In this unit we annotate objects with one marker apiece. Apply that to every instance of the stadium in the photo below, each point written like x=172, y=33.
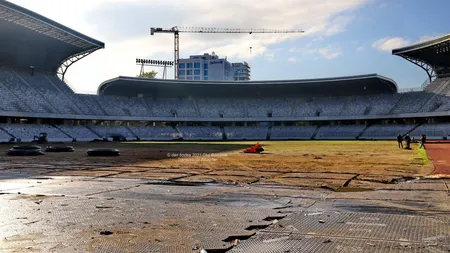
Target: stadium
x=182, y=183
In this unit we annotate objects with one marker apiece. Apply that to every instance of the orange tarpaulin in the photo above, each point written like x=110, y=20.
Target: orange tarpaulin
x=257, y=148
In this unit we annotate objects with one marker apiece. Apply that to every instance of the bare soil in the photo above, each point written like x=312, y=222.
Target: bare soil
x=296, y=163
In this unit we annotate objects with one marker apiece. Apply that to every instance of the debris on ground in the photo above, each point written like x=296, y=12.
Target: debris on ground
x=103, y=207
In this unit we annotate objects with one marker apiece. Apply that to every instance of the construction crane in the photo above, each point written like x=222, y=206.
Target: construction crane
x=177, y=30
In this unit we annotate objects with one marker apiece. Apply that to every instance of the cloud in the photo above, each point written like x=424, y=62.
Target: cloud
x=124, y=27
x=328, y=53
x=293, y=59
x=430, y=37
x=387, y=44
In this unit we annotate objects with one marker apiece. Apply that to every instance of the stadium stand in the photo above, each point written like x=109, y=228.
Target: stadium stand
x=27, y=132
x=264, y=107
x=432, y=131
x=292, y=132
x=200, y=133
x=246, y=133
x=24, y=92
x=160, y=133
x=80, y=133
x=32, y=87
x=105, y=131
x=172, y=107
x=229, y=108
x=339, y=132
x=387, y=131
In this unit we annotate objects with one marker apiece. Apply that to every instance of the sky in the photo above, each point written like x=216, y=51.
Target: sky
x=341, y=38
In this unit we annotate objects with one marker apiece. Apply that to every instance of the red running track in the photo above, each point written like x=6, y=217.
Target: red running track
x=439, y=155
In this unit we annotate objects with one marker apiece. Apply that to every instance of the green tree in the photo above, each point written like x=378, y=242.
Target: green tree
x=150, y=74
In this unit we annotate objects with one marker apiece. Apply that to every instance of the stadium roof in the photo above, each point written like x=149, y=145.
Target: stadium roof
x=29, y=39
x=362, y=84
x=433, y=56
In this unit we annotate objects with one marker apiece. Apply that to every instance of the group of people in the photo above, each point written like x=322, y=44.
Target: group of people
x=408, y=140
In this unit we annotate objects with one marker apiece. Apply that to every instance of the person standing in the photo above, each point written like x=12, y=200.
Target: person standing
x=423, y=139
x=400, y=141
x=408, y=141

········

> EXERCISE GOAL: Please output every entry exactly as written, apart from the pictures.

> WRITTEN RESPONSE:
In this unit we annotate objects with one marker apiece. Apply that to every instance of the stadium in the photo below, each point written like x=172, y=33.
Target: stadium
x=182, y=183
In this unit we annotate objects with one marker apiece. Apply that to every instance of the orange tarpaulin in the photo above, each point written like x=110, y=20.
Target: orange tarpaulin
x=257, y=148
In this unit we annotate objects with one marker apiece. Apply that to every instance of the bare soil in the photo above, each point written like x=312, y=222.
Target: bare soil
x=296, y=163
In this unit we annotate objects with one marker apiece. Apply that to every instance of the debris on ground in the photo above, each point written like x=296, y=12.
Target: debris on ground
x=103, y=207
In this unit we annotate objects with one marker apiece. Apply that to every instance of the construction crane in the photo above, each point written like x=222, y=206.
Target: construction crane
x=177, y=30
In this unit we annotate objects with one marker apiece. Apply that to every instance of the cloud in the photo above, each point written like x=424, y=62.
Target: cloud
x=124, y=27
x=328, y=53
x=293, y=59
x=430, y=37
x=387, y=44
In this unit we annotate objects with one marker apiece. Apply that to every instance of the stadium stand in the photo above, each point written like x=109, y=228.
Target: stadium stand
x=27, y=132
x=264, y=107
x=432, y=131
x=292, y=132
x=200, y=133
x=246, y=133
x=24, y=92
x=160, y=133
x=80, y=133
x=32, y=87
x=105, y=131
x=172, y=107
x=229, y=108
x=339, y=132
x=387, y=131
In this unit we annotate objects with one marker apiece. Apply that to every instance of the sky in the photo above, each point written like x=216, y=51.
Target: sky
x=341, y=38
In this unit we annotate objects with one marker apiece. Apply that to every instance of the red running track in the photo above, each point written like x=6, y=217.
Target: red running track
x=439, y=155
In this unit we annotate objects with one marker apiece. Apply that to every instance of the green tree in the photo above, each point written like x=378, y=242.
Target: green tree
x=150, y=74
In this unit we annotate objects with one marker apiece. Apply that to every instance of the stadium roof in the photo above, each point written like x=149, y=145.
Target: stadium roof
x=29, y=39
x=362, y=84
x=433, y=56
In this unit we annotate objects with one marker apiece. Apply that to every instance of the group of people in the photo above, each point written like x=322, y=44.
Target: group of people
x=408, y=140
In this unit we annotate objects with one marker apiece. Apply that to every instance of the person standing in the photo above, each point written like x=12, y=200.
Target: person standing
x=423, y=139
x=400, y=141
x=408, y=141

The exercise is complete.